Annotation data based on points
#####

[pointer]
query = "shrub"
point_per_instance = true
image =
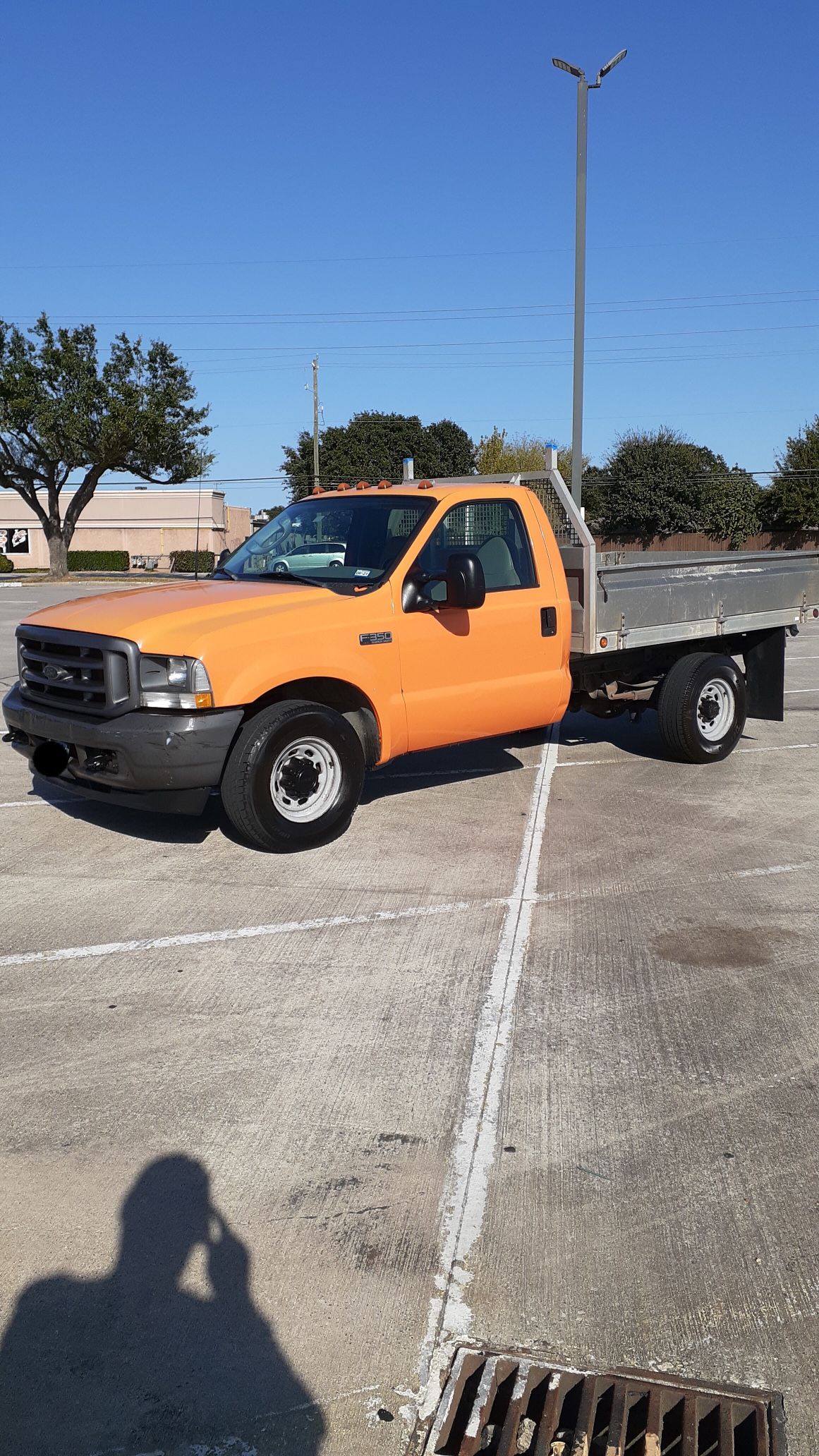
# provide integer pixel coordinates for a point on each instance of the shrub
(98, 561)
(187, 561)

#####

Please reproduce every line of the records above without any change, leaving out the pictures.

[pointer]
query = "shrub"
point_per_instance = true
image =
# provide integer pixel coordinates for a point on each instance of the shrub
(98, 561)
(187, 561)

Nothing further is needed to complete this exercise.